* **Given problem**
Copy out the part of the records that opens with the line containing "Definition of the keypoint: for every instance of the driftwood" and closes at the end of the records, both ends included, with the requests kept as they are. Multiply every coordinate in the answers by 2.55 and round each result to a whole number, with halves rounded up.

◆ ◆ ◆ ◆ ◆

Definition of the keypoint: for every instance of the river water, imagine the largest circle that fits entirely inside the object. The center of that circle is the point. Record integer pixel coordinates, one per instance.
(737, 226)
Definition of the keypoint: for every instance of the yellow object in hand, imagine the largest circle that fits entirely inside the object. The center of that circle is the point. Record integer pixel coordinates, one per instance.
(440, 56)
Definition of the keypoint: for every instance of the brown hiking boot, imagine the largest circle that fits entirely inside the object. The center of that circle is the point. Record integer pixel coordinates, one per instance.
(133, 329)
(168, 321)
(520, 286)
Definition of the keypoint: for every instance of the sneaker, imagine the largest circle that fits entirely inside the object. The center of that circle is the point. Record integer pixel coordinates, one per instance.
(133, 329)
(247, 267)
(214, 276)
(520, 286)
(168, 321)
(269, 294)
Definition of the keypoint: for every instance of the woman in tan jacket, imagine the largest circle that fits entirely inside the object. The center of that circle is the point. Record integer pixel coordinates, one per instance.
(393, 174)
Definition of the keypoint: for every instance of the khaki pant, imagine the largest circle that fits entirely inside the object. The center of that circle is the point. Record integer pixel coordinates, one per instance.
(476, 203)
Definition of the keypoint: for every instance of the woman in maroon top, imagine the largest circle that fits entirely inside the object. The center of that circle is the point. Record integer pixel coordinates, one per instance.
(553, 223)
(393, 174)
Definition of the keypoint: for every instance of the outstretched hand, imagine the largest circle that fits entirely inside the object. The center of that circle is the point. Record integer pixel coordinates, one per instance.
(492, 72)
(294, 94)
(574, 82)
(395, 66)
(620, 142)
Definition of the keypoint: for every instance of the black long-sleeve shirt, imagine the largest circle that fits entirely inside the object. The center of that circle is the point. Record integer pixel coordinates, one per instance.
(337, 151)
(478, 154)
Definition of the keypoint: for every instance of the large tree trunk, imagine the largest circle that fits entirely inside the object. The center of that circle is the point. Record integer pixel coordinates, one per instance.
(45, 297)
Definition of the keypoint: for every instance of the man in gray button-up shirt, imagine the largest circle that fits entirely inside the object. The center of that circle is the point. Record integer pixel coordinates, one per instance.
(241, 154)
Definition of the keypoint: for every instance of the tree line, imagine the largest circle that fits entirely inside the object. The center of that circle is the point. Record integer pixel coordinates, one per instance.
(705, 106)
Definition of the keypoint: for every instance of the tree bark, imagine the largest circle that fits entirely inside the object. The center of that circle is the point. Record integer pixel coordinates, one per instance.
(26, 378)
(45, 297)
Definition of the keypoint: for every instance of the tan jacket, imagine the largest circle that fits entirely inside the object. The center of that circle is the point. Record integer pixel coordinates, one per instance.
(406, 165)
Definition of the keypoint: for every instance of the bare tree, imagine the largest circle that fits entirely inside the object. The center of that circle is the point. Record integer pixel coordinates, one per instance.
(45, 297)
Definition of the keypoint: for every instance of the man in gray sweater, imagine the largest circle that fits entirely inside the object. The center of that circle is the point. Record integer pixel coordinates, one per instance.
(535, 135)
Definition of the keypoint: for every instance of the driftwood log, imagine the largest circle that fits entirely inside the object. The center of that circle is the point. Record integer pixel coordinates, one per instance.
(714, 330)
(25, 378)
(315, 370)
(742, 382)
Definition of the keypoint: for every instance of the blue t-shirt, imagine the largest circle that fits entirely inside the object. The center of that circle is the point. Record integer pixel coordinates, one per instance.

◆ ◆ ◆ ◆ ◆

* **Final result**
Definition of the keypoint: for every instance of the driftwood log, imagine the largest circle that fits entirely inside the object. The center of that circle is the point. Record integer pixel coordinates, one per instance.
(1821, 842)
(64, 964)
(803, 944)
(1892, 974)
Definition of the keypoint: for every instance of the blue t-shirt, imagine the largest circle that fits entirely inside the object. The center of that circle is the point. Record integer pixel coordinates, one per instance.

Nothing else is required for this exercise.